■ Data records
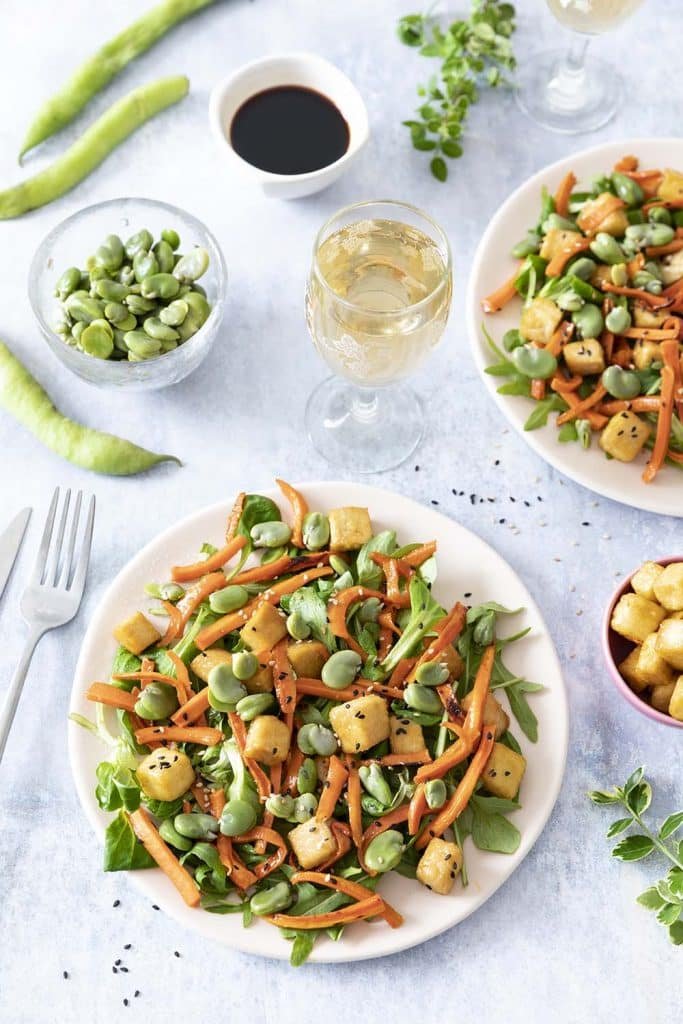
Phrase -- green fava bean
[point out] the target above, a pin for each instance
(228, 599)
(624, 384)
(253, 705)
(315, 530)
(384, 852)
(196, 825)
(341, 669)
(170, 835)
(307, 776)
(158, 700)
(535, 363)
(422, 698)
(270, 535)
(271, 900)
(238, 817)
(431, 674)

■ Exercise prompt
Every record must be set down again exactly; pictures do not belong in the copy.

■ Reply
Phrase -- green fava bean
[point out] the target above, a pin for each instance
(228, 599)
(624, 384)
(253, 705)
(315, 530)
(384, 852)
(196, 825)
(341, 669)
(170, 835)
(307, 776)
(158, 700)
(535, 363)
(422, 698)
(270, 535)
(271, 900)
(238, 817)
(431, 674)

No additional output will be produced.